**MATERIAL SHOWN**.
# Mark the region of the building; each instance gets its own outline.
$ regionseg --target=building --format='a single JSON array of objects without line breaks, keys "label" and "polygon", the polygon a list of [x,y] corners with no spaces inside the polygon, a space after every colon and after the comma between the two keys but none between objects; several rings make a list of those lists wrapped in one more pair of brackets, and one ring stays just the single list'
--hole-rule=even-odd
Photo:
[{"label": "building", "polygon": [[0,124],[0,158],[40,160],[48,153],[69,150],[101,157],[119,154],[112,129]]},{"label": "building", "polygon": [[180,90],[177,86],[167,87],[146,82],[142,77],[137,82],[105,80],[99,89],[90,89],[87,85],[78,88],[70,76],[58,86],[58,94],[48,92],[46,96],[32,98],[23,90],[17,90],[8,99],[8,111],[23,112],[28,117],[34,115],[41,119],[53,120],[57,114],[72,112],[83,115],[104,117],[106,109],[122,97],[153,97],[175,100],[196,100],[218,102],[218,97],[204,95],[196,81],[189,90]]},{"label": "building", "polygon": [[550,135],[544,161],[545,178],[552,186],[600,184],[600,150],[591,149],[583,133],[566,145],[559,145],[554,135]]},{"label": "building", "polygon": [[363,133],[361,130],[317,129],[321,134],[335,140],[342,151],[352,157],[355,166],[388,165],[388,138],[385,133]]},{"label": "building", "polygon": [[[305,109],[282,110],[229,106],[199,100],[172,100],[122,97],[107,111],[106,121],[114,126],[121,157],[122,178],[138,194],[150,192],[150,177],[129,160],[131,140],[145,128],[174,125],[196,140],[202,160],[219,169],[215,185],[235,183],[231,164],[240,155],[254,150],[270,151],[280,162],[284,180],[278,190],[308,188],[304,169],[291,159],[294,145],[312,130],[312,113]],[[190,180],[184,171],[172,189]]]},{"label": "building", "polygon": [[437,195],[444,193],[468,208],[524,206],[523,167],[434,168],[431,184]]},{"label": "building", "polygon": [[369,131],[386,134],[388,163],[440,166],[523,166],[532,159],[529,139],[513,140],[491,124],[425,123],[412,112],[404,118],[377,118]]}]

**EXERCISE GOAL**.
Rewrite the items above with "outline" changed to "contour", keeping everything else the same.

**FULL RESPONSE**.
# Mark the region of the building; each instance gets its own contour.
$ regionseg --target=building --format='a single JSON array of objects without line breaks, keys "label" and "polygon", the polygon a list of [x,y] corners with no spaces inside the polygon, a space after every colon and after the comma between the two keys but none between objects; several rings make a list of those lists wrapped in one more pair of brackets, and one ring stays just the single list'
--hole-rule=even-odd
Photo:
[{"label": "building", "polygon": [[0,124],[0,158],[40,160],[48,153],[69,150],[101,157],[119,154],[112,129]]},{"label": "building", "polygon": [[180,90],[177,86],[167,87],[146,82],[142,77],[137,82],[105,80],[99,89],[90,89],[87,85],[78,88],[70,76],[58,86],[58,94],[48,92],[46,96],[32,98],[23,90],[17,90],[8,99],[8,111],[23,112],[28,117],[34,115],[41,119],[53,120],[57,114],[72,112],[83,115],[104,117],[106,109],[122,97],[153,97],[175,100],[196,100],[218,102],[218,97],[204,95],[196,81],[189,90]]},{"label": "building", "polygon": [[550,135],[544,161],[545,178],[552,186],[600,184],[600,150],[591,149],[583,133],[566,145],[559,145],[554,135]]},{"label": "building", "polygon": [[363,133],[361,130],[317,129],[321,134],[335,140],[342,151],[352,157],[355,166],[388,165],[388,138],[385,133]]},{"label": "building", "polygon": [[[305,109],[282,110],[229,106],[199,100],[172,100],[122,97],[107,111],[106,121],[114,126],[121,157],[122,178],[138,194],[150,192],[150,177],[129,160],[131,140],[145,128],[174,125],[196,140],[202,160],[219,169],[215,185],[235,183],[231,164],[240,155],[254,150],[270,151],[280,162],[284,180],[278,190],[308,188],[304,169],[291,159],[294,145],[312,130],[312,113]],[[190,180],[184,171],[172,189]]]},{"label": "building", "polygon": [[437,195],[444,193],[468,208],[524,206],[523,167],[434,168],[431,184]]},{"label": "building", "polygon": [[369,131],[386,134],[388,163],[440,166],[523,166],[532,159],[529,139],[513,140],[491,124],[425,123],[412,112],[404,118],[377,118]]}]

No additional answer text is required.